**Given problem 1:** Extract the records from their first line up to and including the line with "[568,231,1024,438]", keeping every line unchanged.

Sometimes I just want to turn to people (myself included) and be like, "don't dwell on it" or the more-harsh version, "get over it". Blogs are filled with the same experiences over and over and over- just slightly different. Typically anyway. And if they aren't blogs that pertain to those situations, then they seem to drag or appear as less than interesting.
People feed off of drama.

But then there is this completely other part of me that feels completely invigorated when I write something that is in the moment. Something that displays my current raw emotion or lack-there-of. I write because I want people to read what I write. I'd explain, but the rest of what I'm trying to say escapes me.

I registered for classes today. Sixteen credits. Nineteen if I can swing getting into photography. I'm honestly not worried about not having free time or not being able to handle the work-load. I can do this. I know for a fact that I can.

**Excerpted records:**

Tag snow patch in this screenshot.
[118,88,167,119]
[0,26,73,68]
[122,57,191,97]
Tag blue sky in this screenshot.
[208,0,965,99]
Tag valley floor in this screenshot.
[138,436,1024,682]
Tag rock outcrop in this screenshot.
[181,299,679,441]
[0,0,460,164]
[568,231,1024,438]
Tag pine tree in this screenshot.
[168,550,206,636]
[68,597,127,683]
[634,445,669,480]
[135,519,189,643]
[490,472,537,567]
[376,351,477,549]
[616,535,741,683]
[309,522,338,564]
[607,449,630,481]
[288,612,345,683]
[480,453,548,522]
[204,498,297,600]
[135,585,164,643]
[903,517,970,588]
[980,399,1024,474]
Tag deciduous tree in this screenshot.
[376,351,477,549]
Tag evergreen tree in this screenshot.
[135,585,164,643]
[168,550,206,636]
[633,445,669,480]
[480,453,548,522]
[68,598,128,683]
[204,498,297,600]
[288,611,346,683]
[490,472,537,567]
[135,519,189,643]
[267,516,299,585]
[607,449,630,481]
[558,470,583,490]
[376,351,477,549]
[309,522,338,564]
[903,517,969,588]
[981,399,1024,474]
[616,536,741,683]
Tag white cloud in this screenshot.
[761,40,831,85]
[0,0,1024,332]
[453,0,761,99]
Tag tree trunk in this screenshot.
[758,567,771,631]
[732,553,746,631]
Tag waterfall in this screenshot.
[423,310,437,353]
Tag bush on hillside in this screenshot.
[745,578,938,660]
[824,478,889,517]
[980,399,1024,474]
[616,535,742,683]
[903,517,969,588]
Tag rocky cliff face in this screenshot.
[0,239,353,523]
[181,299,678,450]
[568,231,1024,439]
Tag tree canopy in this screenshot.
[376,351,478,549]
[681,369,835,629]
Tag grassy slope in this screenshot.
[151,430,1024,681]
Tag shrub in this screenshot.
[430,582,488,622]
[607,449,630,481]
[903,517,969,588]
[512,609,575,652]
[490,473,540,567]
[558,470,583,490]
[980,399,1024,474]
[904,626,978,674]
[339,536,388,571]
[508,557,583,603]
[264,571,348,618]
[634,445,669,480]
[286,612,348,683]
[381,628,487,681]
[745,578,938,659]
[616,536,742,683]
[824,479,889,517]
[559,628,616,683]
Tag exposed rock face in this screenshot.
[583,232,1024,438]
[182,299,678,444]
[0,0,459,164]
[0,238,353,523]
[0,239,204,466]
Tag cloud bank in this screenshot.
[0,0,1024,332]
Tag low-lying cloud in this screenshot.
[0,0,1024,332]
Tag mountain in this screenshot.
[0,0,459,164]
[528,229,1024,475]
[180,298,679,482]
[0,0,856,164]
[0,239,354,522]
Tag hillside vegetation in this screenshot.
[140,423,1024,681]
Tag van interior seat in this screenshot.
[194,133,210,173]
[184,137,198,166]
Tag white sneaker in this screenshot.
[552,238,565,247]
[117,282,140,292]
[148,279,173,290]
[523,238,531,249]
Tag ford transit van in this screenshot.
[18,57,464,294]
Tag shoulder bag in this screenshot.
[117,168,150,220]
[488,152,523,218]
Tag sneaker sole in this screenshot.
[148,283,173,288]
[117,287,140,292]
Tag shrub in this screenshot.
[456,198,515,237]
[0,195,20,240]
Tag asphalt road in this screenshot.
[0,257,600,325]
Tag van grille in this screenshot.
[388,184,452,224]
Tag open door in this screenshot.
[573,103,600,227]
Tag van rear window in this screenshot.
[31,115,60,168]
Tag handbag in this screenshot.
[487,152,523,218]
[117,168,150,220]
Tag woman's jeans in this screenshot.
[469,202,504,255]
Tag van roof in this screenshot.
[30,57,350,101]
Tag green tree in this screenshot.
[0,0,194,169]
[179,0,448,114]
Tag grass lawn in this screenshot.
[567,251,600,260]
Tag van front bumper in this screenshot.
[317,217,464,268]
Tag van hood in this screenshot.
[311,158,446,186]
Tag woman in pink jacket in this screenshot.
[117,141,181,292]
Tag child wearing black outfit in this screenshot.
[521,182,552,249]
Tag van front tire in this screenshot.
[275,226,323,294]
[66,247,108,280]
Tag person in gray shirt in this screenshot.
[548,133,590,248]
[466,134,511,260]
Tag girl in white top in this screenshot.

**Given problem 2:** Copy the entire passage about writing and registering for classes, word for word.

**Written response 1:**
Tag snow patch in this screenshot.
[118,88,167,119]
[0,26,73,68]
[122,57,191,97]
Tag blue sky in this screenshot.
[208,0,965,99]
Tag valley floor in this screenshot.
[138,436,1024,682]
Tag rock outcrop in this screenshot.
[181,299,679,441]
[0,0,460,164]
[568,231,1024,438]

**Written response 2:**
Sometimes I just want to turn to people (myself included) and be like, "don't dwell on it" or the more-harsh version, "get over it". Blogs are filled with the same experiences over and over and over- just slightly different. Typically anyway. And if they aren't blogs that pertain to those situations, then they seem to drag or appear as less than interesting.
People feed off of drama.

But then there is this completely other part of me that feels completely invigorated when I write something that is in the moment. Something that displays my current raw emotion or lack-there-of. I write because I want people to read what I write. I'd explain, but the rest of what I'm trying to say escapes me.

I registered for classes today. Sixteen credits. Nineteen if I can swing getting into photography. I'm honestly not worried about not having free time or not being able to handle the work-load. I can do this. I know for a fact that I can.